DIRECTIVES —
A: In the passage on struggling fundraisers, copy the part that opens with the words containing "I’ve had the" and closes with "in their careers.".
B: In the passage on struggling fundraisers, which fundraisers does the writer feel particularly sympathetic toward?
C: Do these statements agree with the passage on struggling fundraisers? Answer yes or no for each, quoting the words that decide it.
(i) The writer had no mentors early in their career.
(ii) The writer says the nonprofit professionals they have met are making the world better.
(iii) The writer's mentors kept them from feeling frustrated.

---------- SOURCE TEXT

I’ve had the privilege over the years of working with and for the finest group of professionals in any sector of the economy—the Thompson & Associates staff and representatives, our nonprofit clients, and the thousands of nonprofit professionals I’ve met in my constant travels. These are great people doing great work, and they’re making the world a much better place.
Great and noble as they are, I can’t help but notice that many are struggling. I’m particularly sympathetic to frustrations and discouragements I hear from young fundraisers working somewhere down on the organizational chart, trying to get established in their careers.
I was in that very same position many years ago. Though I had some great mentors who encouraged me along the way, that didn’t insulate me from frustration or discouragement. I quickly realized that I was way out of my depth, and as they say in nonprofit circles, “If someone has their head barely above water, throw ‘em another rock.” I finally had to draw a circle around myself and just focus on things that I could control within that circle. If you’re a struggling fundraiser (young or old), I hope my story helps.

--------------------
---------- GIVEN MATERIAL

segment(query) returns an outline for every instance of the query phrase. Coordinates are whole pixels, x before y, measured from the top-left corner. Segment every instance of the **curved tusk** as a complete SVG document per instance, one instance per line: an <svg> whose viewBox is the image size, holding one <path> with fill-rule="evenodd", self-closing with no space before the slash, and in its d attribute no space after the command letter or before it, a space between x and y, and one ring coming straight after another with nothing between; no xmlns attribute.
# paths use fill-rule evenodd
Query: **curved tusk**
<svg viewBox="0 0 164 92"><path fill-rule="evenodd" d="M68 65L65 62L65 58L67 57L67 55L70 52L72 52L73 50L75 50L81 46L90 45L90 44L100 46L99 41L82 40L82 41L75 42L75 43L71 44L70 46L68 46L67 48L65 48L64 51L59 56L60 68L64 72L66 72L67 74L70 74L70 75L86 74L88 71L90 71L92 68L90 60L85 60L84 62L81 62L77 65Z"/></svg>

--------------------

ANSWERS FOR THE TASKS —
A:
I’ve had the privilege over the years of working with and for the finest group of professionals in any sector of the economy—the Thompson & Associates staff and representatives, our nonprofit clients, and the thousands of nonprofit professionals I’ve met in my constant travels. These are great people doing great work, and they’re making the world a much better place.
Great and noble as they are, I can’t help but notice that many are struggling. I’m particularly sympathetic to frustrations and discouragements I hear from young fundraisers working somewhere down on the organizational chart, trying to get established in their careers.

B: Young fundraisers working somewhere down on the organizational chart who are trying to get established in their careers.

C:
(i) No: "Though I had some great mentors who encouraged me along the way"
(ii) Yes: "they’re making the world a much better place"
(iii) No: "that didn’t insulate me from frustration or discouragement"